**MATERIALS PROVIDED**:

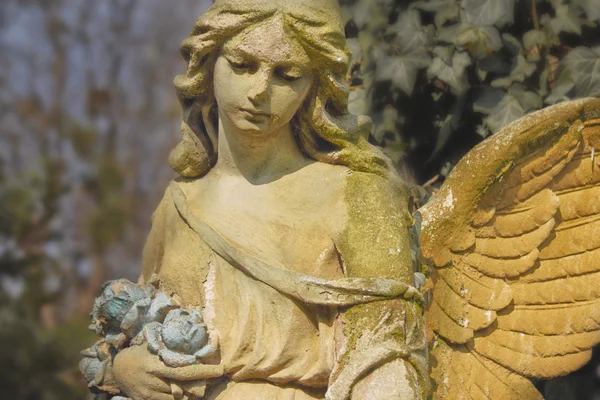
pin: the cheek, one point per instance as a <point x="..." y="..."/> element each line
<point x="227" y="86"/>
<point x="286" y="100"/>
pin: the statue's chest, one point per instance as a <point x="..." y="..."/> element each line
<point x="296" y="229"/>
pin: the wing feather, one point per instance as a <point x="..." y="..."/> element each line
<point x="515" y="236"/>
* * *
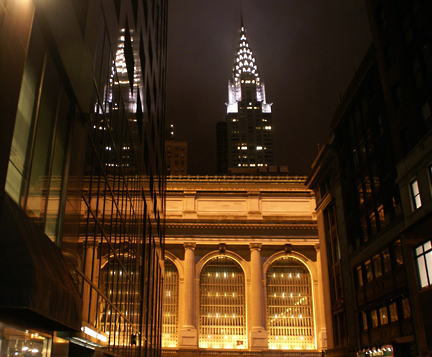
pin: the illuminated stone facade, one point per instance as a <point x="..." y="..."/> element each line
...
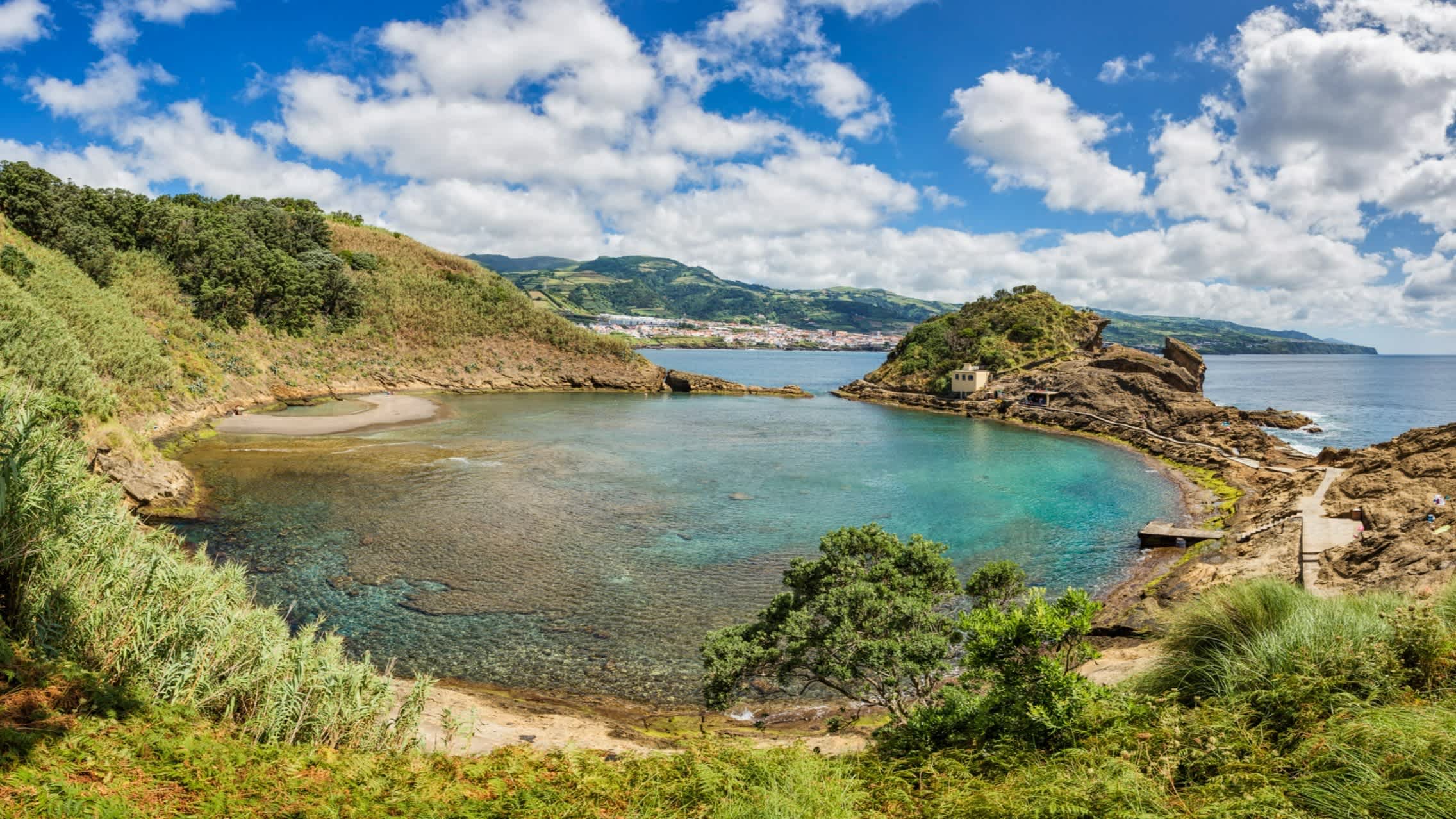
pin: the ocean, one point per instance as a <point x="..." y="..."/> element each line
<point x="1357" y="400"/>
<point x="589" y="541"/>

**WRITTEN REQUEST**: Pick out every row above that contains the string "line" and copy each one in full. Case counts, so a row qualifies only if its capitalization matches.

**TASK SOLUTION**:
pin: the cheek, one point per instance as a <point x="..." y="..."/> element each line
pin: the statue's chest, one point per instance as a <point x="..." y="..."/> element each line
pin: the wing feather, one point per instance as a <point x="..." y="..."/> element each line
pin: the illuminated stone facade, one point per instance as a <point x="..." y="..."/> element each line
pin: the ocean, one point per instance as a <point x="..." y="..."/> element each line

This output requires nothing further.